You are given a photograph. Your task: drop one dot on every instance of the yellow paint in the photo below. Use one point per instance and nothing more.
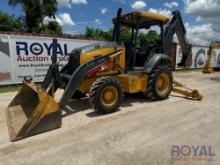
(133, 83)
(119, 60)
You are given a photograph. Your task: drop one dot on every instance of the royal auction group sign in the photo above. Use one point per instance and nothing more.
(22, 56)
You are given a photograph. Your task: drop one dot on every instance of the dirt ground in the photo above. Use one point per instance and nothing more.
(141, 132)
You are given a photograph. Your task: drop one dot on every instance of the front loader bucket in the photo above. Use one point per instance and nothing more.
(31, 112)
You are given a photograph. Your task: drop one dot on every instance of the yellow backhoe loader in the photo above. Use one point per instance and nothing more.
(104, 71)
(208, 67)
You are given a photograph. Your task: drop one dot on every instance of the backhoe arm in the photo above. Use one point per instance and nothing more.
(176, 26)
(208, 68)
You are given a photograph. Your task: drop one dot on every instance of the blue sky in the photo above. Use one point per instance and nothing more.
(75, 15)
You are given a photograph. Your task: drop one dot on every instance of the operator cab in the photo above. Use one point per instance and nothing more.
(138, 53)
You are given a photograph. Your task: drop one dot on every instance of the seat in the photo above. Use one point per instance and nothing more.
(129, 55)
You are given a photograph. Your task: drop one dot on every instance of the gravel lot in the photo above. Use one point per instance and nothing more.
(142, 132)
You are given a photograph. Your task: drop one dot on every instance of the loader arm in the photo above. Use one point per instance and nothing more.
(176, 26)
(192, 94)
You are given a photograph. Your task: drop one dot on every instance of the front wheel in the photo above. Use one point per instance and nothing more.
(106, 95)
(160, 83)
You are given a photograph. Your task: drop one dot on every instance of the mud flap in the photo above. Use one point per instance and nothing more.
(31, 112)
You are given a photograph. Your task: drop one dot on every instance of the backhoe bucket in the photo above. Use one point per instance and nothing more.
(32, 111)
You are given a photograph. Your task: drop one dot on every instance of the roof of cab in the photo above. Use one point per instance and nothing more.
(144, 18)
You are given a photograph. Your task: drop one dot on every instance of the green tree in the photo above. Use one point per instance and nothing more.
(9, 23)
(35, 11)
(51, 28)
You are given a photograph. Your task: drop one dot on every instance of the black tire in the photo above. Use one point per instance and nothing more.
(97, 99)
(153, 92)
(78, 95)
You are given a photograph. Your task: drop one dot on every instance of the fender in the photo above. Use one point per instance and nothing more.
(154, 60)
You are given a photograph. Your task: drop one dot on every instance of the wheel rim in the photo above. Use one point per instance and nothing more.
(109, 96)
(162, 83)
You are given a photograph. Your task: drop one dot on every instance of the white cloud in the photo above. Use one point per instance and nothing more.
(64, 19)
(120, 1)
(104, 10)
(171, 4)
(64, 3)
(138, 5)
(165, 12)
(98, 21)
(208, 15)
(79, 2)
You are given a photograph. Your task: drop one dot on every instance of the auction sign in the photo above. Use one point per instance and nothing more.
(31, 56)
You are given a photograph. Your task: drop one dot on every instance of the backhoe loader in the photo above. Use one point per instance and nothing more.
(104, 71)
(208, 67)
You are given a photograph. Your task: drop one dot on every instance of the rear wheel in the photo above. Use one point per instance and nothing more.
(160, 83)
(78, 95)
(106, 95)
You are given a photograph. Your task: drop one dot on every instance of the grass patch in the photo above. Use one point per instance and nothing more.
(6, 89)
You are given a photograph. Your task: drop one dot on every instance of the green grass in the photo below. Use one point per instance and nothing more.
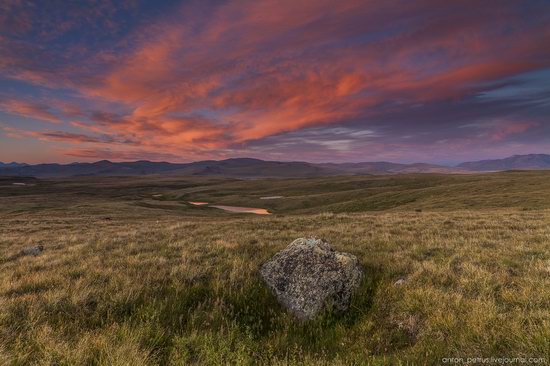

════════════════

Pull out each line of the listing above that contains the string "loader". Matching is case-sensitive.

You are given a photograph. Your task: drop one dot on every instance of the front loader bucket in the photo above. Use one point per instance and nothing more.
You are given a photograph. Your task: drop one dot on every instance of the yellow backhoe loader in the photo above. Use one point per instance and nothing more.
You are given a photograph. Your task: drop one dot on every instance of the loader arm in the photo above. Use one point per instance and nothing more.
You are given a photograph. Your task: drop one dot on every instance of the backhoe loader in the photo above. Use one point per instance and nothing more.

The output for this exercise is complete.